- WHAT YOU WILL DO
a) According to the Latin America economic survey summary, how much did the economies of Latin America and the Caribbean grow as a whole in 2003?
b) Please write the next part of the Latin America economic survey summary, picking up after its final sentence.

[Start1]
1Substantive session
28 June-23 July 2004
*E/2004/100.
Item 10 of the provisional agenda*
Regional cooperation
Summary of the economic survey of Latin America and the Caribbean, 2003
SummaryThe economies of Latin America and the Caribbean as a whole grew by 1.7 per cent in 2003. This contrasts favourably with the 0.6 per cent reduction in gross domestic product (GDP) registered in 2002. The recovery was not strong enough to make up for the stagnation of recent years, however, and per capita GDP is still 1.2 per cent lower than in 1997. Gross capital formation showed practically no growth in the year and its current level is 12.5 per cent lower than five years ago. The upturn in economic activity generated a slight increase in the employment rate. Unemployment remained high, however, at 10.7 per cent and poverty spread to encompass almost 44 per cent of the population of the region. The more buoyant economic performance of Latin America and the Caribbean was associated with the international economic situation, which brightened with the recovery in the United States and Japan, and the growth of China.
The prices of commodities exported by the region increased by 15.4 per cent, while the variation in the total export price index, which includes manufactures, is lower (2.8 per cent). Despite a 1.5 per cent rise in import prices, this reactivation was sufficient to halt the 3.3 per cent deterioration in the terms of trade experienced between 1998 and 2002. The combination of volumes and prices has made exports the most dynamic factor of demand. A record trade surplus (US$ 41.8 billion) was recorded in 2003. The buoyancy of exports was fairly widespread — on the order of 5.9 per cent for Central America and the Caribbean, 7.8 per cent for the Andean Community and Chile and 18.9 per cent for the Common Market of the South (MERCOSUR). On the other hand, growth in Mexico’s non-oil exports was flat (0.6 per cent), while exports from the region as a whole grew by 8.3 per cent. The trade surplus contributed to an almost unprecedented result in the region’s current account: a US$ 5.6 billion surplus.
Capital flows did not behave negatively, as they had in 2002. Autonomous capital movements were practically neutral with US$ 4.4 billion net in inflows comparing favourably with outflows of US$ 14.4 billion recorded last year. In 2003, the countries of the region were able to access funds at an average cost of 9.6 per cent, which meant 300 basis points less than 12 months earlier. Nevertheless, foreign investment continued to decline. Latin America and the Caribbean received nearly US$ 18.8 billion in compensatory funds, with a third of that sum coming from the International Monetary Fund.
This international environment provided a more favourable framework for the design of national economic policies. Fiscal and monetary instruments failed once again to produce the hoped-for counter-cyclical effects, however. The region’s fiscal policy has been directed towards increasing the primary surpluses of Governments but economic growth has been slow. The region’s primary balance rose by almost one percentage point, from a deficit of 0.3 per cent of GDP to a surplus of 0.6 per cent.
In terms of the direction of monetary policy, the central banks sought to control inflationary pressures. To achieve this, they initially raised rates and restricted liquidity. Once inflation started to subside, they induced a decline in interest rates, taking a more active stance in an effort to reverse the cycle.

[Object pointing dataset rows]

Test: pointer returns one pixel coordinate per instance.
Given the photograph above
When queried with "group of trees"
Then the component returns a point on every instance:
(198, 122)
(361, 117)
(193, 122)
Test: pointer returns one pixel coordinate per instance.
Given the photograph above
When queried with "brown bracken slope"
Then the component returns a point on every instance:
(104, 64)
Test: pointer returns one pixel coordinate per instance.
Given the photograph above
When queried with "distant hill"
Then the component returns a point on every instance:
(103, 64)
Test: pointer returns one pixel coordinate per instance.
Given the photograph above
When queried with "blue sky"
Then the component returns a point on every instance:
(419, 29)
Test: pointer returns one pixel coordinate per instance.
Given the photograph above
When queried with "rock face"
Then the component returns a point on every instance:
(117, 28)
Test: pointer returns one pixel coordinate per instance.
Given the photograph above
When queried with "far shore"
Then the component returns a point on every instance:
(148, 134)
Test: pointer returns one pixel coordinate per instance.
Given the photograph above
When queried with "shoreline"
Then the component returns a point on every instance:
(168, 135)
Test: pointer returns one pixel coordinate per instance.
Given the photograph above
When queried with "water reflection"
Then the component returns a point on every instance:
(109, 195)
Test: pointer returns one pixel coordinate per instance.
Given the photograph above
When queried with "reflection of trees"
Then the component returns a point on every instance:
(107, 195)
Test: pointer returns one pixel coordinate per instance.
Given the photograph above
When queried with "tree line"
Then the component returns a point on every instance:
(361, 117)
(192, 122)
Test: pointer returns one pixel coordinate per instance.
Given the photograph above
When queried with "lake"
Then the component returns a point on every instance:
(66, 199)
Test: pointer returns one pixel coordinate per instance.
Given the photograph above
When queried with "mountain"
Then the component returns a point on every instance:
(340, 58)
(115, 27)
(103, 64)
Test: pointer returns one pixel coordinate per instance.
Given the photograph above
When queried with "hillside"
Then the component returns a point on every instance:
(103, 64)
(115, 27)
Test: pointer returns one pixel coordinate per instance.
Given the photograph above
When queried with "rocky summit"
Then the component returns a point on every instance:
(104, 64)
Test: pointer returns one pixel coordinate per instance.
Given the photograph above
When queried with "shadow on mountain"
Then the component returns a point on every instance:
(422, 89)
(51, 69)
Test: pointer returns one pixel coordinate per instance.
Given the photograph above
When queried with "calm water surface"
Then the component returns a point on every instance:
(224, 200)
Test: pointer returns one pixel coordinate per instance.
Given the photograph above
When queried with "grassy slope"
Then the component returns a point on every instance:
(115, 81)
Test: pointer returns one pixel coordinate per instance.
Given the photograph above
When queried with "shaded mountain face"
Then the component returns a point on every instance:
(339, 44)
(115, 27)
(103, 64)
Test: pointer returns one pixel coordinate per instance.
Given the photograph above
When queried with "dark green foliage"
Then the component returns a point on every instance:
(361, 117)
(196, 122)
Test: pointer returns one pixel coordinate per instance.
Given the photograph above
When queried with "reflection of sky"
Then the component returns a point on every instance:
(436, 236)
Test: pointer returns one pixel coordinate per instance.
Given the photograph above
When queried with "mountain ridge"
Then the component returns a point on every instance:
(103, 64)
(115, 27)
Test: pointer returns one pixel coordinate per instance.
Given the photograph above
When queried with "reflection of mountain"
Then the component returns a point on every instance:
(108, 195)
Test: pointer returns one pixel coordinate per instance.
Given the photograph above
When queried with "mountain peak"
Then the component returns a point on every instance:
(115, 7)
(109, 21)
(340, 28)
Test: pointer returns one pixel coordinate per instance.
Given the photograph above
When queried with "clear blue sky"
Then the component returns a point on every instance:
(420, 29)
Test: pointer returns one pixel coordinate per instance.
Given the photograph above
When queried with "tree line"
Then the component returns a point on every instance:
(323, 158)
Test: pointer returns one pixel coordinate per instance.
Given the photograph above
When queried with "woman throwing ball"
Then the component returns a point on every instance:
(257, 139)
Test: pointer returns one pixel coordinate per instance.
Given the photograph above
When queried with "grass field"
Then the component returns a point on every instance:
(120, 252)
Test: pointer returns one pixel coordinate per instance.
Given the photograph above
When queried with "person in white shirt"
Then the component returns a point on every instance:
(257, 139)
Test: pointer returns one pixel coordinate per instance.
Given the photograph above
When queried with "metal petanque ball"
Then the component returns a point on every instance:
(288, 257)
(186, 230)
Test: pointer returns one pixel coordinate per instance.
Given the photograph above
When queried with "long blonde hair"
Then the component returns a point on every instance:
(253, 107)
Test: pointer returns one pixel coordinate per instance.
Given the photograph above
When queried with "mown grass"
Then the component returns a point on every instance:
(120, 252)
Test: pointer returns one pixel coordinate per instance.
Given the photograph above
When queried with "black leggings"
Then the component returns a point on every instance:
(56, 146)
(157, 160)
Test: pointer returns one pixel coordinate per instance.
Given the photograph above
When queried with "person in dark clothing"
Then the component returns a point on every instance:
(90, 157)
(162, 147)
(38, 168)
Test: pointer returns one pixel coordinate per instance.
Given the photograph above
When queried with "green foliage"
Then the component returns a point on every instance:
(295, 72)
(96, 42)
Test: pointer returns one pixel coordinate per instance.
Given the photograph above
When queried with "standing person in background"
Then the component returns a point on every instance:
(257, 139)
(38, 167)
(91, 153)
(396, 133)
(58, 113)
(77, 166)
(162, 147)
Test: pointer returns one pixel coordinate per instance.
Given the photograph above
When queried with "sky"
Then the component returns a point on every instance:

- RESULTS FOR THE EXERCISE
a) 1.7 per cent

b)
Most countries have established and consolidated more flexible exchange-rate regimes and have been phasing out restrictions on foreign-exchange operations. By the end of the year, the average exchange rate index for the region showed a slight depreciation (1.9 per cent) compared with the end of 2002.
The design and application of various fiscal and monetary instruments resulted, among other things, in a decline in inflation. In 2003, prices rose by 8.5 per cent, four percentage points less than last year.
Bearing in mind the external situation and domestic economic trends, the prospects for 2004 are for a continuation of the upswing that began this year. Economic activity is expected to climb to an average rate of 4 per cent for the region, which is well above the average for the last five years. The region is estimated to have achieved a year-on-year growth rate of around 3 per cent in the fourth quarter and its more robust performance in the second half of 2003 will pave the way for the expansion of its economy in 2004.
Regional panorama
1.The economy of Latin America and the Caribbean grew by 1.7 per cent in 2003. In contrast, the region’s per capita gross domestic product (GDP) remained flat at 1.2 per cent below the 1997 level. The lowest point of the cycle came in the first quarter of 2002, after which the economy began to make a mild recovery. The regional economy is expected to grow by 4 per cent, leaving behind the lost six-year period that went before and gradually entering into an expansionary phase. For the first time since 1997, there is no Latin American economy for which negative growth is projected.
2.This brighter outlook is in part a reflection of the more favourable international environment. The reduction in sovereign risk ratings from their peak levels of September-October 2002, the improvement in raw material prices, the expansion of tourism and the beginnings of an upswing in non-oil exports to the United States of America are the main positive impulses coming from the international economy. The stronger domestic positions achieved by the countries of the region are also significant, however. After six years of turbulence, most of the countries are emerging with fiscal and monetary policies well in hand and with more competitive exchange rates; even the economies that were overtaken by severe crises have already started to pick up.
3.The six years of negative per capita growth caused social damage that will take time to reverse. There were 20 million more poor Latin Americans in 2003 than there were in 1997. Unemployment increased by two percentage points during this period to stand at 10.7 per cent.
4.It appears that the projected growth phase will be stronger in those countries that have managed to reconcile improved economic governance with better political governance and weaker in those where the domestic political situation exhibits greater vulnerability. On the external front, the recovery of the world economy suffers from disequilibria that will have to be addressed primarily by the more developed economies.
5.The economies of Latin America and the Caribbean, taken as a whole, grew by 1.7 per cent in 2003. This contrasts favourably with the 0.6 per cent reduction in GDP recorded for 2002. The recovery has not been strong enough to offset the economic stagnation experienced in the region in recent years, however: from 1998 to date, the region grew by a low 1.4 per cent per year and per capita GDP is still 1.2 per cent lower than in 1997. The reactivation of investment and saving will be of key importance in achieving higher growth rates. Gross fixed capital formation remained stagnant in 2003 and by the end of the year was 12.5 per cent lower than the rate recorded five years earlier. National saving, which financed all of the year’s investment, was also insufficient. All in all, the countries in the region had a lower savings rate than other emerging economies in the world.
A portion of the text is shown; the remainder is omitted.